### Parts of the exercise
1 - Summarize the pull request thread in three sentences.
2 - Translate this sentence from the pull request thread into Spanish: "Third, every data type in Clarity has a bound size by design."
3 - From the pull request thread, extract the passage starting at "clarity/src/vm/database/tests/clarity_db_tests.rs" and ending at "way to do it.".

[Testing] Introduce `proptest` property testing library and add type alises for `hashbrown` types #4477

cylewitruk · 2024-03-04T15:16:24Z

This PR introduces the proptest crate with some example property testing tests and wrapper types in stacks-common for hashbrown's HashMap and HashSet types.

Note: This is a break-out from the larger draft PR #4437.

I have provided a number of proptest strategies for common Clarity types, including Contract, TypeSignature, SymbolicExpression and Value (some courtesy of @Acaccia from clarity-wasm).

The hashbrown wrapper types are needed as we cannot implement external crates for external types and I have provided proptest strategies for these new types as well. To use the new types, simply replace std::collections::HashMap/Set or hashbrown::HashMap/Set with clarity_common::types::StacksHashMap/Set as HashMap/Set
This caused problems in the signerlib which uses a combination of hashbrown and std, so given that this isn't strictly needed for this PR I have removed these new concrete types in favor of type aliases.

Note that I have gone through and replaced use::hashbrown::xxx with the above, hence the large number of touched files.

I have also added additional tests for ClarityDatabase which 1) were missing, and 2) demonstrate the usage of proptest.

Resolves Issues

clarity/src/vm/database/tests/clarity_db_tests.rs

jcnelson

I'm not opposed to adding a way to create mocked data structures, but I think this is fundamentally the wrong way to do it.

First, this should not be a dependency at all. It's purely for testing; it should be only a dev-dependency.

Second, it doesn't look like fake is actually doing that much work for us. You're still creating all these constructors for all these data structures, and populating them with Rng-synthesized data. Why have fake at all then?

Third, every data type in Clarity has a bound size by design. But, none of these constructors exercise it. For example, it would be very useful to be able to do things like construct data types of maximum size, or maximum depth, in order to e.g. benchmark the code or iron out resource usage overflows, but that doesn't appear to be something fake does for us.

I'm not convinced that this PR is necessary.

cylewitruk · 2024-03-04T16:25:05Z

First, this should not be a dependency at all. It's purely for testing; it should be only a dev-dependency.

As I wrote in the description, this needs to be included as an optional dependency because of cargo's limitation that it doesn't propagate the test profile to dependencies, even in the same workspace, so #[cfg(test)] in stacks-common will not be visible to clarity or stackslib etc. when built in the test profile -- so that's why it's been conditionalized on the testing feature. This is the recommended workaround according to here and here, and as the testing feature already exists in most crates it seems that this has been a problem previously.

Second, it doesn't look like fake is actually doing that much work for us. You're still creating all these constructors for all these data structures, and populating them with Rng-synthesized data. Why have fake at all then?

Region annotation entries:
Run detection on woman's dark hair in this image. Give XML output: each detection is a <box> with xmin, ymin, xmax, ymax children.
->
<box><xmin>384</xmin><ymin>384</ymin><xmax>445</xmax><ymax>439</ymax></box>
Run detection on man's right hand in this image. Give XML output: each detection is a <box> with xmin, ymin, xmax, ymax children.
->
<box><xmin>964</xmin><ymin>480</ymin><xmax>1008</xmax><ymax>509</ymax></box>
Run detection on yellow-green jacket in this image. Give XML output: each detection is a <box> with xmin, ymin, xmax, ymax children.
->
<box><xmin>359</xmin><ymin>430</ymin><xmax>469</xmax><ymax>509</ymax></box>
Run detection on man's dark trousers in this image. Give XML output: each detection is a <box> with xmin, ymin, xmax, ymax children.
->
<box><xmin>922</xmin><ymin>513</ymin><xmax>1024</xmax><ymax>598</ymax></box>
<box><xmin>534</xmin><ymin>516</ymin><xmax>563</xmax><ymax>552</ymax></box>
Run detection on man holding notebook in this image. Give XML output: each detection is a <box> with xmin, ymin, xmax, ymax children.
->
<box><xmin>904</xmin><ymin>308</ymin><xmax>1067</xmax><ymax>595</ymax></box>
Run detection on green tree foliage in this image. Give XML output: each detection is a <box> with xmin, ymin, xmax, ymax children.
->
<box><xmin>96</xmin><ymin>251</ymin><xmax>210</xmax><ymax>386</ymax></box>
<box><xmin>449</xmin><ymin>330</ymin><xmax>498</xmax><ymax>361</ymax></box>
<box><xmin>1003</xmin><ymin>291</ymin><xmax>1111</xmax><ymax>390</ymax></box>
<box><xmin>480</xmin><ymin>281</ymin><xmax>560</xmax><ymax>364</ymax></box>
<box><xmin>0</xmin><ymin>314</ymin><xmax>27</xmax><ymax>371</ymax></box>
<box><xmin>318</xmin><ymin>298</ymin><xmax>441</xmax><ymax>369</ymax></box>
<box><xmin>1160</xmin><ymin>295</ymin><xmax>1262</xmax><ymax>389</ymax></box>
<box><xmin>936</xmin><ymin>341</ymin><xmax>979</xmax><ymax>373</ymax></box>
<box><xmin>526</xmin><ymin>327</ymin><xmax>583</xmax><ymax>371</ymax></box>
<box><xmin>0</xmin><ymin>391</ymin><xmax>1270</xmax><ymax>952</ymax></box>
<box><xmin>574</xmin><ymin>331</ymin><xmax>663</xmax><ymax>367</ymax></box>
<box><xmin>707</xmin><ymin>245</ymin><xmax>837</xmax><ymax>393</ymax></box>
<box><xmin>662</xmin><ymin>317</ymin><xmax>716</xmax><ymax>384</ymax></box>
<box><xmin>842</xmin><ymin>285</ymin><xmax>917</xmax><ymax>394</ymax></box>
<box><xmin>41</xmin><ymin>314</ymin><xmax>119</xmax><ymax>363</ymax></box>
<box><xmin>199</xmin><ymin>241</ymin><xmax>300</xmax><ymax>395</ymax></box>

### The responses
1 - The pull request adds the proptest crate, with example property tests and proptest strategies for common Clarity types such as Contract, TypeSignature, SymbolicExpression and Value. A reviewer objects that the library is purely for testing and should only be a dev-dependency, and says he is not convinced the pull request is necessary. The author replies that it has to be an optional dependency tied to the testing feature, because cargo does not propagate the test profile to dependencies, even within the same workspace.

2 - Tercero, cada tipo de dato en Clarity tiene un tamaño acotado por diseño.

3 -
clarity/src/vm/database/tests/clarity_db_tests.rs

jcnelson

I'm not opposed to adding a way to create mocked data structures, but I think this is fundamentally the wrong way to do it.